Of course, nothing about this is in the formal or informal agendas of the WTO, but such absence has never been an obstacle to push for agreements, as the preparatory process of the 8th Ministerial Conference reminds us. At that time, during the last week-end of November 2011, a political guidance paper emerged from Mr. Lamy´s Green Room and landed at the meeting of the General Council that approved the draft proposal to be adopted at the 8th. Ministerial Conference, in December 2011.
 
Procedurally any proposal has to be specifically included in the draft agenda of the General Council ten days before the meeting. This means July 12 th - at the latest. According to diplomatic sources last Friday the “airgram” had not been circulated yet.
 
Why such a hurry ? The week after July 15 is dedicated to issues of interest to developed countries: Trade Facilitation. It is unlikely that a consensus will emerge, due to abundance of brackets in the text. It will be so, unless consensus is somehow « created » by the Chairmen of either the Trade Facilitations Negotiating Group- or the Trade Negotiations Council, or both. Such practice is not uncommon and has been applied in the negotiations of draft text of the Doha Round in 2008, such as in Non Agricultural Market Access or Rules.
 
Why is Trade Facilitations so important now? After all, this issue has been but a sideshow of the Doha Round. The reasons are both kinds: substance and procedure.

Information shown:
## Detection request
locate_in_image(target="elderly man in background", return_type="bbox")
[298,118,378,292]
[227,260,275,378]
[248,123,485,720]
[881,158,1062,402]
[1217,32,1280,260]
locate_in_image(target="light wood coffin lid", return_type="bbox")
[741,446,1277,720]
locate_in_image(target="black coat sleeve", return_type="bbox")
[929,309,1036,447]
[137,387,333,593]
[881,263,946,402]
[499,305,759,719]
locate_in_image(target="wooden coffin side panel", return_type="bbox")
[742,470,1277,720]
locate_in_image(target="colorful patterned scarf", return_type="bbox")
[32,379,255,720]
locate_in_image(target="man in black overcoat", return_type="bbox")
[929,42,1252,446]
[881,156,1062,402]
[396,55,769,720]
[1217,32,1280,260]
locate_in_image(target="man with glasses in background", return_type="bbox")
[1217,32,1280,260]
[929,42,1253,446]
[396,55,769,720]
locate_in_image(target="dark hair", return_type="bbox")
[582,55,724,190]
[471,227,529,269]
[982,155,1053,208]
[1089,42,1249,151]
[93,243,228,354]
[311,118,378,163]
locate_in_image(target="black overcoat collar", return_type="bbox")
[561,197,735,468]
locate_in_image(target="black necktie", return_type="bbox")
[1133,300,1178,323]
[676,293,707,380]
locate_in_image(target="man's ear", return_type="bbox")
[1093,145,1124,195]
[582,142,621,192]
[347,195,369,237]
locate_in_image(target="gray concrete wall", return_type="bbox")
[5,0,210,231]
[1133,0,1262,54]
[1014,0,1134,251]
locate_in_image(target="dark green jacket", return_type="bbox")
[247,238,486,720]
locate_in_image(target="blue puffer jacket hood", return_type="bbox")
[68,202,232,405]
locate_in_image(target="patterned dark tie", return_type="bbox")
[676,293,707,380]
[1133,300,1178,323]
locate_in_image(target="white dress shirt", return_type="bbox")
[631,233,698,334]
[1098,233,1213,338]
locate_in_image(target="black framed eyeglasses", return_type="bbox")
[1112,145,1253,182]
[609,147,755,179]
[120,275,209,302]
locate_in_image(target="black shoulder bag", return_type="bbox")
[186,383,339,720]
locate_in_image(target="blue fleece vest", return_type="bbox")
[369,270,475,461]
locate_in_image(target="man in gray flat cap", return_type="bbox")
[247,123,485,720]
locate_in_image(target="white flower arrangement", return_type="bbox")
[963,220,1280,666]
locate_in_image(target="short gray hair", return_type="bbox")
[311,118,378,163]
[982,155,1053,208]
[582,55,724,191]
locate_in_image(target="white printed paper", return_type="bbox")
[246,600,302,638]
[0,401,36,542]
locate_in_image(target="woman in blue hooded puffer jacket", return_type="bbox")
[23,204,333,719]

Exercise set:
(A) According to the WTO text, why is July 12 the latest date for the proposal? Answer in one to three sentences.
(B) Rewrite the rows, starting with the first one and going on through the line that contains "[68,202,232,405]". Replace "coffin" with "casket" and leave everything else unchanged.

Written answers:
(A) Any proposal must be specifically included in the draft agenda of the General Council ten days before the meeting. That procedural rule makes July 12 the latest possible date.

(B)
## Detection request
locate_in_image(target="elderly man in background", return_type="bbox")
[298,118,378,292]
[227,260,275,378]
[248,123,485,720]
[881,158,1062,402]
[1217,32,1280,260]
locate_in_image(target="light wood casket lid", return_type="bbox")
[741,446,1277,720]
locate_in_image(target="black coat sleeve", return_type="bbox")
[929,309,1036,447]
[137,387,333,593]
[881,263,946,402]
[499,305,759,719]
locate_in_image(target="wooden casket side panel", return_type="bbox")
[742,470,1277,720]
locate_in_image(target="colorful patterned scarf", return_type="bbox")
[32,379,255,720]
locate_in_image(target="man in black overcoat", return_type="bbox")
[929,42,1252,446]
[881,156,1062,402]
[396,55,769,720]
[1217,32,1280,260]
locate_in_image(target="man with glasses in background", return_type="bbox")
[1217,32,1280,260]
[929,42,1253,446]
[396,55,769,720]
locate_in_image(target="dark hair", return_type="bbox")
[582,55,724,190]
[471,227,529,269]
[982,155,1053,208]
[1089,42,1249,151]
[93,243,228,354]
[311,118,378,163]
locate_in_image(target="black overcoat collar", return_type="bbox")
[561,197,735,468]
locate_in_image(target="black necktie", return_type="bbox")
[1133,300,1178,323]
[676,293,707,380]
locate_in_image(target="man's ear", return_type="bbox")
[1093,145,1124,195]
[582,142,621,192]
[347,195,369,237]
locate_in_image(target="gray concrete wall", return_type="bbox")
[5,0,210,231]
[1133,0,1262,54]
[1014,0,1134,251]
locate_in_image(target="dark green jacket", return_type="bbox")
[247,238,486,720]
locate_in_image(target="blue puffer jacket hood", return_type="bbox")
[68,202,232,405]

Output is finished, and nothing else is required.